Effect of Pulse Current Density on Microstructure of Ti-6Al-4V Alloy by Laser Powder Bed Fusion

Round 1

Reviewer 1 Report

The paper deals with the investigation of the microstructure of laser powder bed fusion (LPBF) Ti64 alloy induced by electropulsing (ECP) with different current densities. The effect of the microstructure obtained by treating Ti64 alloy with different current densities on the mechanical properties has been also investigated by the authors providing an exhaustive discussion of the results. The topic and the results of the paper provide new information on the ECP processing additive manufacturing metallic materials. 

 

The paper is well written, the experimental procedures are well explained and the conclusions are supported by the results. 

Some minor comments are listed in the following:

 

- Fig. 3: the optical images report the microstructure in a plane normal to the build direction. In such a plane, it is known the microstructure is mainly equiaxed due to the sectioning of the effective microstructure of AM Ti64 that should be columnar. Without any micrograph in a plane parallel to the build direction, one could infer that the microstructure is equiaxed in any direction. Please, if it is possible, add some micrographs of the microstructure in a plane parallel to the build direction and comment in the manuscript. 

 

- Fig. 8: according to the Hall-Petch model grain refinement lead to an increase in the UTS. The trend observed in the variation of the a' martensite size seems not to be in agreement in with the trend of the UTS by varying the current density. In particular, is the major or the minor axis the size that can most influence the UTS. Can you comment, please?

Author Response

Reviewers 1 (Revisions in the paper are marked in yellow)
══════
# Objective a
According to the review, in what plane do the optical images in Fig. 3 show the microstructure?
══════
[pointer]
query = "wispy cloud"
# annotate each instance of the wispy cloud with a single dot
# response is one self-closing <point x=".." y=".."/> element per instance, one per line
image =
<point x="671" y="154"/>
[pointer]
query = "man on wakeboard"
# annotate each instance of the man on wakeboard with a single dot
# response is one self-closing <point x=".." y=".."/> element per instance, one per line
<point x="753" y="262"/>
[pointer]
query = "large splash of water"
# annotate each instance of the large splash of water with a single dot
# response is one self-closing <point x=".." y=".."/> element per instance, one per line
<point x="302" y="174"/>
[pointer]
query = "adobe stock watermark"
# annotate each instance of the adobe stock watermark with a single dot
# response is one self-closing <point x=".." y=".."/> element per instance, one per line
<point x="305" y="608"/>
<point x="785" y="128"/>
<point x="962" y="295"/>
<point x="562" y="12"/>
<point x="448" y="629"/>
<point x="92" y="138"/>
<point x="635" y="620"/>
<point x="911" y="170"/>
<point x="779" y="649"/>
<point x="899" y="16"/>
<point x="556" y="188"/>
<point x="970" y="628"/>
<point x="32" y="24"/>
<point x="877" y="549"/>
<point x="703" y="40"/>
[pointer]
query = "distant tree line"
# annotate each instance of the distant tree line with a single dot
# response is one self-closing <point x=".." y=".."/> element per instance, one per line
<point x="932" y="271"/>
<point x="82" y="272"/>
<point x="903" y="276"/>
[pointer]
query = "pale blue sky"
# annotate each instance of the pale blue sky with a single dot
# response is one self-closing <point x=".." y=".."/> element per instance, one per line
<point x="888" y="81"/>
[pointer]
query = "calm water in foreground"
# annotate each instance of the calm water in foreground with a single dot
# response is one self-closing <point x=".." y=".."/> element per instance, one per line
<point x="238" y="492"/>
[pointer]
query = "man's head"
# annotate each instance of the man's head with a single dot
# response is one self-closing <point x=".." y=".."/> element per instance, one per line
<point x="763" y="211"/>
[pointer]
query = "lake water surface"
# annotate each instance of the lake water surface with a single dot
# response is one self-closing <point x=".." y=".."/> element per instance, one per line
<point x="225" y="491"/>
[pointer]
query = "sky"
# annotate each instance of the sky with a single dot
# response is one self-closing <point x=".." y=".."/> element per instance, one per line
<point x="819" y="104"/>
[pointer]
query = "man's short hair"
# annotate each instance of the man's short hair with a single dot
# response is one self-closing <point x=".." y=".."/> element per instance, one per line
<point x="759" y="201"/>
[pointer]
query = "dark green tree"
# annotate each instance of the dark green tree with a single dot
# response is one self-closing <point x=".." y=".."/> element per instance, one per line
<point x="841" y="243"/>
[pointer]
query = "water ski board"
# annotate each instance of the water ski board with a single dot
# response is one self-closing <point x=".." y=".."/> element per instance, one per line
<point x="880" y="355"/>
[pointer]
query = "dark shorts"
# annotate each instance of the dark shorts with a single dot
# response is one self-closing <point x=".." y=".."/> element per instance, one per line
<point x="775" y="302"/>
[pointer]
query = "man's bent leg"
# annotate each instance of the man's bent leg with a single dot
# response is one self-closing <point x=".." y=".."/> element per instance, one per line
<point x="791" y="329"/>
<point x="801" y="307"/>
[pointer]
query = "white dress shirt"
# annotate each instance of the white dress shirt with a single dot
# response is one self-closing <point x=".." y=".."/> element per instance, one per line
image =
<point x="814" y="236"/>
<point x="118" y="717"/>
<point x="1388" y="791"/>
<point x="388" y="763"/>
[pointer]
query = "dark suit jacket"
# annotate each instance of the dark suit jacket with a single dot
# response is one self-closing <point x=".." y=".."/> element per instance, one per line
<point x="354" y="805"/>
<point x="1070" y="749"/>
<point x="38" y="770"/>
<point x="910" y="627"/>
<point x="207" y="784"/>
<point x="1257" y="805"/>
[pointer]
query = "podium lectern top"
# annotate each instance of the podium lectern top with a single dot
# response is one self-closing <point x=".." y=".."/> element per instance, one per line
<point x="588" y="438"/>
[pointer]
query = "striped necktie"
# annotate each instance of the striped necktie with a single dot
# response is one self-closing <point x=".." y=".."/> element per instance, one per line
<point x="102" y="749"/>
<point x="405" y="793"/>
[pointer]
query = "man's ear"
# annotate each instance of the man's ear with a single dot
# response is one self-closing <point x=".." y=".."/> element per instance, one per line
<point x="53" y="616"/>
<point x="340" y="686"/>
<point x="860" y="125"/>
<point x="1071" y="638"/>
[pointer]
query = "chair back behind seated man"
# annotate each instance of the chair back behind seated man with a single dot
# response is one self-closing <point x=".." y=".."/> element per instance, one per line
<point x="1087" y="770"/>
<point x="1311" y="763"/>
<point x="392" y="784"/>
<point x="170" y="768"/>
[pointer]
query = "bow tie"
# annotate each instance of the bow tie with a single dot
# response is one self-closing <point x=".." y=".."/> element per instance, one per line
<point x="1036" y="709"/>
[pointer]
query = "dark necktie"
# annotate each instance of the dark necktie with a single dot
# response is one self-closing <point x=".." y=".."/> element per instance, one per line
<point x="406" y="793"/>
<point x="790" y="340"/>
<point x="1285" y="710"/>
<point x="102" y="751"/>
══════
# Objective b
Please gather every line of the entries that contains the string "lectern". Case counts.

# Final answer a
A plane normal to the build direction.

# Final answer b
query = "podium lectern top"
# annotate each instance of the podium lectern top with a single dot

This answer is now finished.